What the exercise asks: Copy all of the material below line for line without changing any wording, and leave the pictures out of your copy.

Material provided:
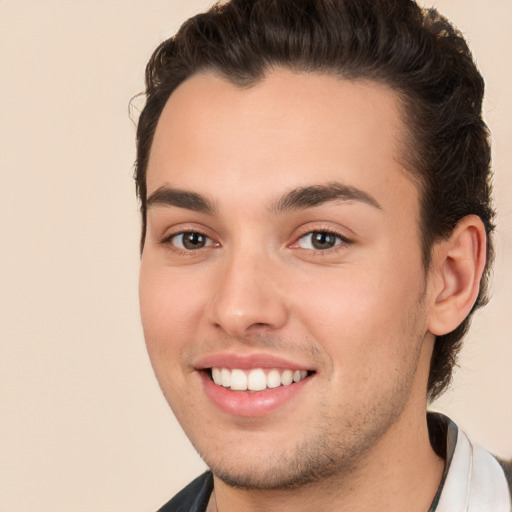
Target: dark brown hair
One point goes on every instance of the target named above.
(416, 52)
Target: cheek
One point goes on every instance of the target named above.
(170, 312)
(363, 313)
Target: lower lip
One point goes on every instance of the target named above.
(251, 404)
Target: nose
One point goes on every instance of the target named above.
(247, 298)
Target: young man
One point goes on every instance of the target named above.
(314, 186)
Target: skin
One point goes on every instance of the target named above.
(361, 314)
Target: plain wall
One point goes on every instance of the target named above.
(83, 426)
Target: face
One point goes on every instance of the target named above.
(282, 289)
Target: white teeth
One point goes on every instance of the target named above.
(238, 380)
(256, 379)
(225, 376)
(273, 379)
(286, 377)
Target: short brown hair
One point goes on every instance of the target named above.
(416, 52)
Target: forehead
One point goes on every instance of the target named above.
(289, 129)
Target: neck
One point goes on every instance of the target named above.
(400, 473)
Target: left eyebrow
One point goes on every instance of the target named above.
(316, 195)
(167, 196)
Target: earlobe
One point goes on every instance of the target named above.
(457, 268)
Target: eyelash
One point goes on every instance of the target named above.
(168, 241)
(341, 242)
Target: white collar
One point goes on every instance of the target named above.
(473, 481)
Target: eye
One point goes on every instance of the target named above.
(190, 240)
(320, 240)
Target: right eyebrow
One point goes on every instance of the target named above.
(167, 196)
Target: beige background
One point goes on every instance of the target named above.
(82, 424)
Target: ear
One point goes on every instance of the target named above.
(456, 270)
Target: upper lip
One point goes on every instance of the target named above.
(248, 362)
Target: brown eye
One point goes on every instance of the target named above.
(320, 240)
(190, 240)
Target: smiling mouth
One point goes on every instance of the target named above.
(257, 379)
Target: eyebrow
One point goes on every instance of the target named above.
(297, 199)
(316, 195)
(167, 196)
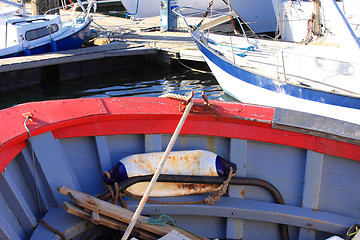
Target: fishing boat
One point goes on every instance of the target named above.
(318, 74)
(292, 17)
(296, 173)
(28, 35)
(151, 8)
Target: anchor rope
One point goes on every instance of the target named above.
(158, 171)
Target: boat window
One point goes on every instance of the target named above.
(41, 32)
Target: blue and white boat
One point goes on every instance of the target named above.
(28, 35)
(319, 74)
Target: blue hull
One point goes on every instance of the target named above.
(269, 84)
(73, 41)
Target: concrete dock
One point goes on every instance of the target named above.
(117, 43)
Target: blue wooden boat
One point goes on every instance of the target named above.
(30, 35)
(318, 75)
(297, 173)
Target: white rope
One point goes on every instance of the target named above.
(157, 172)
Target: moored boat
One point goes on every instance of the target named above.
(29, 35)
(310, 162)
(318, 74)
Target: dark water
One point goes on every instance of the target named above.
(148, 80)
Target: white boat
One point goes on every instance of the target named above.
(319, 75)
(293, 16)
(28, 35)
(256, 14)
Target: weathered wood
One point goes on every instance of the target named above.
(108, 222)
(116, 212)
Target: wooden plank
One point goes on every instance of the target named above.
(116, 212)
(312, 185)
(108, 222)
(54, 164)
(17, 202)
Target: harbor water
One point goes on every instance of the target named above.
(148, 80)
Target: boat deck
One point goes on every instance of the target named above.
(117, 43)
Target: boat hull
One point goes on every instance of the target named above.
(246, 86)
(151, 8)
(73, 141)
(65, 41)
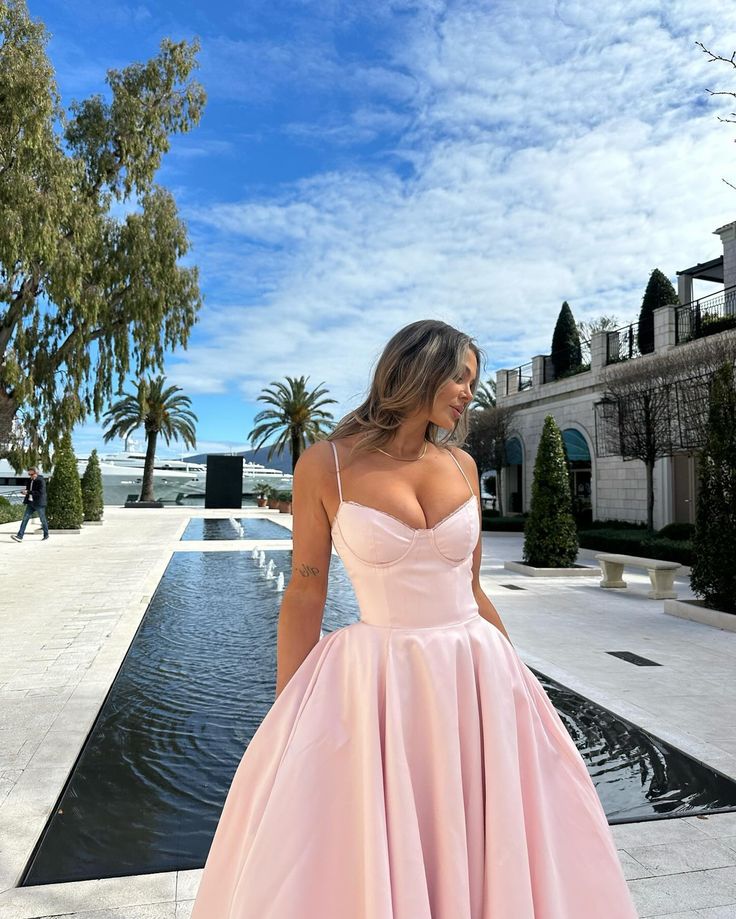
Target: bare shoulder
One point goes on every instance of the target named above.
(466, 461)
(314, 464)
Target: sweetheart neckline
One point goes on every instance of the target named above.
(408, 526)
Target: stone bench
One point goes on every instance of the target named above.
(661, 574)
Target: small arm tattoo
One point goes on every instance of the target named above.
(306, 570)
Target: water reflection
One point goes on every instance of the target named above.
(149, 785)
(234, 528)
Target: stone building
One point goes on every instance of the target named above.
(614, 487)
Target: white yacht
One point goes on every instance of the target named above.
(255, 473)
(122, 477)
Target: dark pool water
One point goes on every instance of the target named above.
(234, 528)
(148, 787)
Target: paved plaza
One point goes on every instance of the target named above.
(69, 609)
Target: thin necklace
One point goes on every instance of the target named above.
(403, 459)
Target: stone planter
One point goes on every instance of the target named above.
(697, 611)
(579, 571)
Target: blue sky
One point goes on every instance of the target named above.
(362, 165)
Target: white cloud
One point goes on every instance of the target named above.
(556, 153)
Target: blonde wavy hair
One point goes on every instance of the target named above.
(414, 365)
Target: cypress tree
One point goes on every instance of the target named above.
(550, 535)
(65, 510)
(714, 542)
(566, 353)
(92, 494)
(659, 292)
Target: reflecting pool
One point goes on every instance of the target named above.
(208, 528)
(147, 789)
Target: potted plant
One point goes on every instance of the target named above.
(263, 490)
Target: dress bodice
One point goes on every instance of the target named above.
(404, 576)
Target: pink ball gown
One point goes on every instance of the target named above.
(413, 767)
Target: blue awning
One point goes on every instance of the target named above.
(513, 452)
(576, 446)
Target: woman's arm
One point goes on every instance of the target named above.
(485, 607)
(302, 606)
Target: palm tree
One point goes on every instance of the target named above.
(297, 417)
(159, 410)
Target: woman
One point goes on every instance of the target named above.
(411, 766)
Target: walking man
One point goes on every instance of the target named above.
(35, 503)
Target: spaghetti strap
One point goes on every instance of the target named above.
(461, 470)
(337, 469)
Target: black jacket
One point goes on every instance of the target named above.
(37, 489)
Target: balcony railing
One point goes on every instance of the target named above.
(706, 316)
(519, 378)
(623, 344)
(550, 372)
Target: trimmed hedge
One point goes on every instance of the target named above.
(677, 531)
(550, 534)
(505, 524)
(65, 510)
(637, 542)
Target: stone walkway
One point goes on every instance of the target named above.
(70, 607)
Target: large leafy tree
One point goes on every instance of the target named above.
(713, 572)
(297, 417)
(158, 409)
(86, 296)
(488, 430)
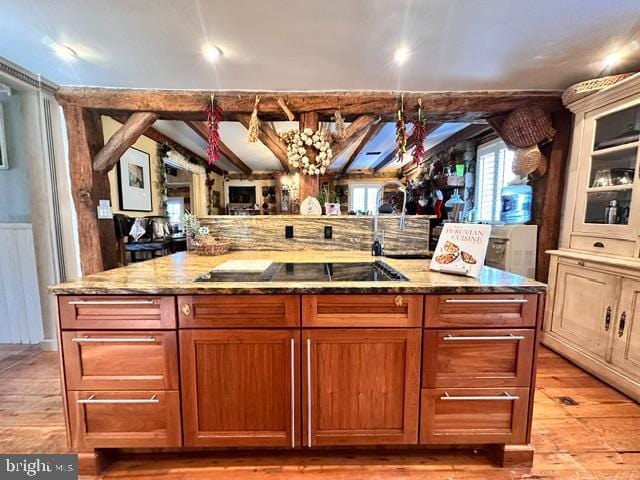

Answer to this exercise:
Target: dark brown hair
One point goes on every instance of the target named above.
(416, 52)
Target: cheek
One point goes on every instance of the target named above.
(170, 312)
(363, 313)
Target: lower lip
One point goes on every instance of the target named above.
(251, 404)
Target: nose
One point goes on every instance of the target named above.
(247, 298)
Target: young man
One point goes on every instance of the target named above.
(314, 186)
Target: skin
One point goes on every instance of the target named above.
(361, 314)
Target: plain wall
One point goes on every instance of the target named above.
(83, 426)
Target: face
One point goes on every instance of the target named above.
(282, 289)
Target: white teeth
One point goes on every instance of the target named above.
(238, 380)
(256, 379)
(225, 376)
(273, 379)
(286, 377)
Target: short brown hair
One point goes on every instance of the target named above.
(416, 52)
Target: forehead
One point goes on every instance of the target named above.
(289, 129)
Target: neck
One point goes on every instance of the target named above.
(400, 473)
Target: left eyebrow
One point goes on every instance of the target named above.
(316, 195)
(167, 196)
Target: earlobe
One point goes on every instance of the target named above.
(457, 268)
Target: eyelash
One point goes on every instance of the target named above.
(168, 241)
(341, 242)
Target: white collar
One point goes on every instance of the target named above.
(473, 481)
Target: eye
One point goes on every instance of the target named above.
(190, 240)
(320, 240)
Target: right eyebrow
One point goes on every instance of the target named above.
(167, 196)
Target: beige background
One point goes on every instance of the target named above.
(82, 424)
Target: ear
One point goes on every instance of the target named above.
(456, 270)
Target: upper lip
One point goes on every instance of the target named above.
(248, 362)
Target: brown eye
One point goes on every instance of the target named above.
(320, 240)
(190, 240)
Target: smiling mouth
One point goes on every instance of the target named above.
(257, 379)
Target: eyebrow
One point goes on every instance of the target named above.
(297, 199)
(316, 195)
(167, 196)
Target: fishing boat
One point goes on every instance of the target named above.
(318, 74)
(292, 17)
(296, 173)
(28, 35)
(151, 8)
Target: anchor rope
One point goes on every instance of the target named above.
(158, 171)
Target: boat window
One point goes on every instance of the target named above.
(41, 32)
Target: blue and white boat
One point goes on every instance of the target named above.
(28, 35)
(319, 74)
Target: blue hull
One point goes on every instance of the target named above.
(269, 84)
(73, 41)
Target: concrete dock
One point goes on every instance of the target named above.
(117, 43)
Target: blue wooden boat
One point goes on every instance of the target named above.
(30, 35)
(318, 75)
(297, 173)
Target: white rope
One point goes on every instance of the target named above.
(157, 172)
Target: moored boat
One point goes on every instance of the target named above.
(29, 35)
(310, 162)
(318, 74)
Target: dark water
One point goes on every instance of the target named above.
(148, 80)
Target: white boat
One point goes on every instance of the target named above.
(319, 75)
(293, 16)
(28, 35)
(256, 14)
Target: weathered wood
One point goes on every instance of the target named above.
(108, 222)
(116, 212)
Target: wooden plank
One point goes on every instance of the target named above.
(116, 212)
(312, 185)
(108, 222)
(54, 164)
(17, 202)
Target: harbor water
One point goes on every instance of the target named above.
(148, 80)
Target: boat deck
One point goes on every instance of the target named above.
(117, 43)
Target: boat hull
One point goes on every instance of the target named above.
(246, 86)
(151, 8)
(73, 141)
(65, 41)
Target: bare shoulder
One point goes on every instance of the target named above.
(466, 461)
(314, 464)
Target: sweetheart neckline
One point goes on every instance of the target named above.
(408, 526)
Target: stone bench
One point goes on every instance of the target named above.
(661, 574)
Target: small arm tattoo
One point goes on every instance of the target named above.
(306, 570)
Target: water reflection
One point goes on every instance of the target named above.
(149, 785)
(234, 528)
Target: stone building
One point goes on every instance of the target named above.
(614, 487)
Target: white yacht
One point goes on every instance of the target named above.
(255, 473)
(122, 477)
Target: dark pool water
One point goes on every instance of the target named above.
(234, 528)
(148, 787)
Target: paved plaza
One point goes on every instance of the target named above.
(69, 609)
Target: thin necklace
One point goes on every instance of the target named above.
(403, 459)
Target: stone planter
One point goes on every instance of the target named above.
(697, 611)
(579, 571)
Target: blue sky
One point goes on every instance of the target named above.
(362, 165)
Target: white cloud
One point goes on every instance of the target named above.
(556, 153)
Target: blonde wavy hair
One point goes on every instance of the target named above.
(414, 365)
Target: cypress tree
One point goes on every instance of the target named above.
(550, 535)
(65, 510)
(714, 542)
(566, 353)
(92, 494)
(659, 292)
Target: reflecting pool
One point goes on every instance of the target named above.
(208, 528)
(147, 789)
Target: potted plant
One point goes on every instance of the target named above.
(263, 490)
Target: dress bodice
One point goes on every instance of the target named above.
(404, 576)
Target: pink ball gown
One point goes on every instance of the target named above.
(413, 767)
Target: blue awning
One point goes on every instance of the target named above.
(513, 452)
(576, 446)
Target: woman's arm
One point goes on every instance of the target named above.
(485, 607)
(302, 606)
Target: palm tree
One point goes on every instance of the target named above.
(297, 417)
(159, 410)
Target: woman
One point goes on every instance of the target named above.
(411, 766)
Target: walking man
One point goes on every instance of the target named above.
(35, 503)
Target: spaghetti strap
One point goes on every instance of the target named above.
(461, 470)
(337, 469)
Target: black jacket
One point goes on every instance of the target named above.
(37, 489)
Target: balcony railing
One point goes on every instance of the target named above.
(706, 316)
(519, 378)
(623, 344)
(550, 372)
Target: trimmed hedge
One point goes on every instance of the target named above.
(677, 531)
(550, 534)
(505, 524)
(65, 510)
(637, 542)
Target: stone walkway
One point goes on every instance of the target named above.
(70, 607)
Target: large leafy tree
One point goes on every instance of the target named above.
(713, 572)
(297, 417)
(158, 409)
(86, 296)
(488, 430)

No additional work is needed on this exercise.